If you’re anything like me, once you fall in love with cycling, you want everybody to start enjoying the benefits it brings. Including your work colleagues. Commuting by bike is an excellent way to start your day, an to get others just as excited as you are, you need to know how to promote cycling.
This article contains 20 proven ways to promote cycling to work that your colleagues will not be able to resist. Read on and transform your work atmosphere into one you cannot wait to get to.
Be Clear that Cycling is Encouraged
Some people worry that not using a car may be seen as a disadvantage in the workplace. In America especially cycling is relatively new in terms of popularity, and there remains some uncertainty surrounding how employers are likely to react to their workers cycling to work.
Therefore one of the biggest ways to promote cycling is to simply encourage it! Make sure that your workers know that cycling is not only tolerated but applauded. You can make this clear with a simple email or announcement. If you have any employees that are already cycling to work, you can commend them in front of others.
Many of the following tips can give you a way to promote cycling on your own. Simply make sure to be enthusiastic about the measures you take so that your employees always know that your workplace is all for cycling!
Explain the Benefits of Cycling
There is no denying that people have become much more health-conscious in recent years. So, you may be able to get workers cycling to work by simply letting them know about what wonderful benefits cycling has.
Cycling to work will improve your overall health, allow you to avoid a myriad of germs on public transportation, and keep you away from traffic. People who exercise feel better and happier. In short cycling to work is both great for your health, your mood, and gives you far more control over your morning commute.
Making your employees aware of these benefits with even a simple handout may encourage those on the fence to give cycling a try. There are a ton of benefits from cycling that your workers should be made aware of including:
- Saving time
- Saving money
- More environmentally friendly
- Better health (both physical and mental)
- Avoiding traffic
- Better sleep
- Less exposure to germs
For more detail on the specific benefits that cycling brings, check out my article “23 Advantages of Cycling to Work”.
Create Safe Route Maps
Many people worry about cycling to work in traffic. Being on a bike on a busy roadway can be scary and dangerous. You can put many workers’ minds at ease by researching optimal biking routes to your place of work.
Back alleys and sideroads can all provide a more efficient and safer avenue for someone on a bike. Offering maps that highlight great bike-friendly approaches to your workplace could give many employees the information they need to overcome their initial fear about cycling to work.
People may also worry about the time it will take to cycle to work. Your route maps can also show average times for faster routes. Giving workers an idea of both which way to go and how long to plan can make starting cycling much less overwhelming!
Check Into Monetary Incentives
A bike may not be as expensive as a car, but the cost of a quality bike is still enough to make many workers hesitate. Biking will save money in the long run, but how do you get workers to take that initial fiscal plunge?
Offering some monetary encouragement may be the push your workers need to join the cycling craze. Whether it be upfront cash incentives or a program through which the company buys a bike and then takes a portion of the worker’s salary for several months to pay, money is a proven way to motivate employees.

▶ [Exercise set]:
A – Answer each question about the article on promoting cycling to work, marking your answers (i), (ii) and (iii):
(i) How many ways to promote cycling to work does the article say it contains?
(ii) In which country does the article say cycling is relatively new in terms of popularity?
(iii) Apart from which way to go, what can the route maps show?
B – Filter the records, keeping every line that holds the string "stand". Case counts.

▶ [Point labeling examples]:
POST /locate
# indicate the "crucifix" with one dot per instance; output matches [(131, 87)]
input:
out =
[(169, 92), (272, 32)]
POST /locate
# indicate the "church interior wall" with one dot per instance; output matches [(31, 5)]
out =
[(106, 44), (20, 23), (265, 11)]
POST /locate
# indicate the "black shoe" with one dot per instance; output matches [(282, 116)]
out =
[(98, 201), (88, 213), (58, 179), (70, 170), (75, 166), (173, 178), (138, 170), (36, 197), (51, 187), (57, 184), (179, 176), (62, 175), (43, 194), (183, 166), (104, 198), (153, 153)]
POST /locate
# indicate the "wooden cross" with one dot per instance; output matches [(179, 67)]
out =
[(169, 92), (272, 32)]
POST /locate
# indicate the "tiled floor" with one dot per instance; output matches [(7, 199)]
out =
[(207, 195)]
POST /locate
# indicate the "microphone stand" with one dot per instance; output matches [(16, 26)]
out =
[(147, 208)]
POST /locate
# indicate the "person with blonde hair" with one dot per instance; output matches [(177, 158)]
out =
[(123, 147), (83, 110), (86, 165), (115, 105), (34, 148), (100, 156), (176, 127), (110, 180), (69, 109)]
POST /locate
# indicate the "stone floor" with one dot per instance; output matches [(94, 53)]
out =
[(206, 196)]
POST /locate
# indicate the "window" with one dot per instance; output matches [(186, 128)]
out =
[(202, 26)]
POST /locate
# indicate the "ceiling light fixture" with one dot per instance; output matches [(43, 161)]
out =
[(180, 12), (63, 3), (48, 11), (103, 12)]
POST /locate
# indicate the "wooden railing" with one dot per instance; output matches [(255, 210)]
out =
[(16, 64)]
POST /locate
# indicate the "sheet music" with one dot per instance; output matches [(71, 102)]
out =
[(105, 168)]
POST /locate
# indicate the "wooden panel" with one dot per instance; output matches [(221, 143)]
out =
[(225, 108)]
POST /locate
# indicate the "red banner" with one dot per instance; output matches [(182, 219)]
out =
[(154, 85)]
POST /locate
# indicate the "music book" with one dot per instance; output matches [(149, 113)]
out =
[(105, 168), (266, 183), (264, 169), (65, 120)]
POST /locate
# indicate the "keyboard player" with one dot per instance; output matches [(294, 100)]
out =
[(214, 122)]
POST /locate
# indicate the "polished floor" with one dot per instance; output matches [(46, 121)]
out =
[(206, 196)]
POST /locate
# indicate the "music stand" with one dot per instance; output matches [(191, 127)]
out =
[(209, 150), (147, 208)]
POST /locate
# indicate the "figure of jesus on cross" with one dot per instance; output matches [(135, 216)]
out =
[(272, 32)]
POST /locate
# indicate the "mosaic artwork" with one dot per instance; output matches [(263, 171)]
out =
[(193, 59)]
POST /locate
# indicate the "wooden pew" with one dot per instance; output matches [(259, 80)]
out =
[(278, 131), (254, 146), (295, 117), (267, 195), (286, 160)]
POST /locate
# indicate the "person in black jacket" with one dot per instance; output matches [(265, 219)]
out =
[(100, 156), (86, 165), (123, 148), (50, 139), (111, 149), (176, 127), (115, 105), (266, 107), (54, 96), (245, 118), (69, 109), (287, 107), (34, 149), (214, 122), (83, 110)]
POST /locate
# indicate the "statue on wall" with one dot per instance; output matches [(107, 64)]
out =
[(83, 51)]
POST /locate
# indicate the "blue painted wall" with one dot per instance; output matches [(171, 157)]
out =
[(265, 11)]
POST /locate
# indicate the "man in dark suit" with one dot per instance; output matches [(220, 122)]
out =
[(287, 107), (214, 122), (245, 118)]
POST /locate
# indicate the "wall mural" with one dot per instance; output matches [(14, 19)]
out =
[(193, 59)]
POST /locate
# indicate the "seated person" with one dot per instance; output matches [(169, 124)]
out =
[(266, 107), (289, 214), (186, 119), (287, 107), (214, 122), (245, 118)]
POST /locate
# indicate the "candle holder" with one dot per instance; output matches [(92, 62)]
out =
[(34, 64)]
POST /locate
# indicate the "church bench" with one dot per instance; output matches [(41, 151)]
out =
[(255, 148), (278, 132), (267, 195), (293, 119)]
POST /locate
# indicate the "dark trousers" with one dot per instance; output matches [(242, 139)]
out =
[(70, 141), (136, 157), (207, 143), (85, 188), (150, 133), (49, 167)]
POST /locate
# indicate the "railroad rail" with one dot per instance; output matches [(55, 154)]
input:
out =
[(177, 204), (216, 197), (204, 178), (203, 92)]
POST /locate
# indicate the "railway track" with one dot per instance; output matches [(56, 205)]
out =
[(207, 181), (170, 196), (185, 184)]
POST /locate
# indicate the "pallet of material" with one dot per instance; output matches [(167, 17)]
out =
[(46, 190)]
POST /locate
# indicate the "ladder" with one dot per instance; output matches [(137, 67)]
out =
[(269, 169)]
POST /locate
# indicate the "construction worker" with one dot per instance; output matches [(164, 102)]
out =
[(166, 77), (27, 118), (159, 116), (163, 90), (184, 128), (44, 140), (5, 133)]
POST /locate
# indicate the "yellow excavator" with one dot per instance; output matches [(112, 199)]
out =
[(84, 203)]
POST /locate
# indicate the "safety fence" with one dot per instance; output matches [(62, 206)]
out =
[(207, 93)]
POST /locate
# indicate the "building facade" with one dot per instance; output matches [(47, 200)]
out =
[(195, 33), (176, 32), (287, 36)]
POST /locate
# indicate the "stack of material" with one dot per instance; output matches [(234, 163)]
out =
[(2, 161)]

▶ [Solutions in order]:
A –
(i) 20
(ii) America
(iii) Average times for faster routes

B –
# indicate the "microphone stand" with one dot per instance; output matches [(16, 26)]
# indicate the "music stand" with one dot per instance; output matches [(191, 127)]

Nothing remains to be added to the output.